#### [Problem 1]
From the forum discussion of awareness, reproduce the stretch from "I would add" through "of the time." word for word.
#### [Problem 2]
In the forum discussion of awareness, list every action on the brain that the writer says makes you lose awareness.

#### [Given text]
-*-*-
I would add that our most certain knowledge about "awareness" comes from testing it in ourselves. If we know anything about awareness, we know that it is necessary for a relatively large, complicated machine (a human brain) to operate properly in order for awareness to take place. This is the most basic empirically established fact about awareness, as I see it. Starve the brain, give it drugs, damage part of it, deprive it of oxygen, deprive it of sleep .... and you lose awareness. You black out. You forget everything. You don't know what's going on. Experiments show that children are not as "aware" until their brains develop more, and likewise, the elderly become less aware as their brains deteriorate. These facts suggest it is unlikely that something as simple as an atom can be "aware" when a huge collection of atoms (your brain) isn't even aware much of the time.

Open_Minded said:
I saw earlier in this thread you and godnotgod discussing faraday cages, and Amit Goswami. I didn't read up on all the details ... but if he's a scientist, if he's publishing his work with standards so that others can replicate it, then what's the problem? You may disagree with his conclusions, you may not like the journals he publishes in, but the bottom line is does he put his work out there so that it can be replicated. And if he does (I honestly don't know) than what replication is going on (I'm honestly interested)?
-*-*-
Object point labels
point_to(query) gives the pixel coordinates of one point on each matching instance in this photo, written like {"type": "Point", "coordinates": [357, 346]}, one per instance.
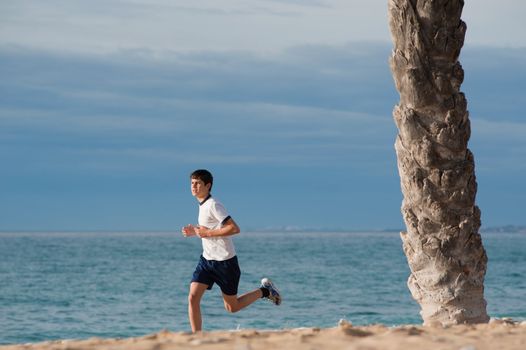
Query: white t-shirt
{"type": "Point", "coordinates": [212, 214]}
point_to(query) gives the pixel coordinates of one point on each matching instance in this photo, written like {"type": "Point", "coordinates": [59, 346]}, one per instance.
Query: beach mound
{"type": "Point", "coordinates": [498, 334]}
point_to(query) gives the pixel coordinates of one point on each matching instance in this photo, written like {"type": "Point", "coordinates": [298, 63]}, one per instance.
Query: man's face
{"type": "Point", "coordinates": [199, 189]}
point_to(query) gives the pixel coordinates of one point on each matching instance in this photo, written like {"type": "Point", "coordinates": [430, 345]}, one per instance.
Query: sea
{"type": "Point", "coordinates": [77, 285]}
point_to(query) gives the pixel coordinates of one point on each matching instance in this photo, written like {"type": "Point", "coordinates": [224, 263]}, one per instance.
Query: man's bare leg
{"type": "Point", "coordinates": [194, 305]}
{"type": "Point", "coordinates": [233, 303]}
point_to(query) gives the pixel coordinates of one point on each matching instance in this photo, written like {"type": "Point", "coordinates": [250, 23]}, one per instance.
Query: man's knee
{"type": "Point", "coordinates": [193, 299]}
{"type": "Point", "coordinates": [231, 307]}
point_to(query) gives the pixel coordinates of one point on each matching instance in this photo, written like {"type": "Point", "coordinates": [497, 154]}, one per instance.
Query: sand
{"type": "Point", "coordinates": [498, 334]}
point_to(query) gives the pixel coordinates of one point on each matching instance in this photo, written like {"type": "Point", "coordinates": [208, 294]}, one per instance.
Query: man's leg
{"type": "Point", "coordinates": [233, 303]}
{"type": "Point", "coordinates": [194, 305]}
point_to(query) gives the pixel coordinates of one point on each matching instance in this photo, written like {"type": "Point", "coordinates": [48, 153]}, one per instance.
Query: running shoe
{"type": "Point", "coordinates": [274, 295]}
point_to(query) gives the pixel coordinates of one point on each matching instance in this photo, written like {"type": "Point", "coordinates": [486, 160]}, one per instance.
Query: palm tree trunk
{"type": "Point", "coordinates": [442, 244]}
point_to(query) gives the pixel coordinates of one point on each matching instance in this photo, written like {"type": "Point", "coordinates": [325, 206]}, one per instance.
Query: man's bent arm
{"type": "Point", "coordinates": [229, 228]}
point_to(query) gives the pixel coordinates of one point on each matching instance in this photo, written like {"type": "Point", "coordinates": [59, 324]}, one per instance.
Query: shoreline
{"type": "Point", "coordinates": [498, 334]}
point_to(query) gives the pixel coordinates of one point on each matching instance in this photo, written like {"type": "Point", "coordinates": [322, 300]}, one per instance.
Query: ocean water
{"type": "Point", "coordinates": [80, 285]}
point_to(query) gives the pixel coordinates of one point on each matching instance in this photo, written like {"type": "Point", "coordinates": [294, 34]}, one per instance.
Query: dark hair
{"type": "Point", "coordinates": [203, 175]}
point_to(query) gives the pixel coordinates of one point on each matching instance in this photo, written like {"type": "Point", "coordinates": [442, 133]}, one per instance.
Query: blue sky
-*-*-
#### [Result 1]
I would add that our most certain knowledge about "awareness" comes from testing it in ourselves. If we know anything about awareness, we know that it is necessary for a relatively large, complicated machine (a human brain) to operate properly in order for awareness to take place. This is the most basic empirically established fact about awareness, as I see it. Starve the brain, give it drugs, damage part of it, deprive it of oxygen, deprive it of sleep .... and you lose awareness. You black out. You forget everything. You don't know what's going on. Experiments show that children are not as "aware" until their brains develop more, and likewise, the elderly become less aware as their brains deteriorate. These facts suggest it is unlikely that something as simple as an atom can be "aware" when a huge collection of atoms (your brain) isn't even aware much of the time.

#### [Result 2]
- Starve the brain
- Give it drugs
- Damage part of it
- Deprive it of oxygen
- Deprive it of sleep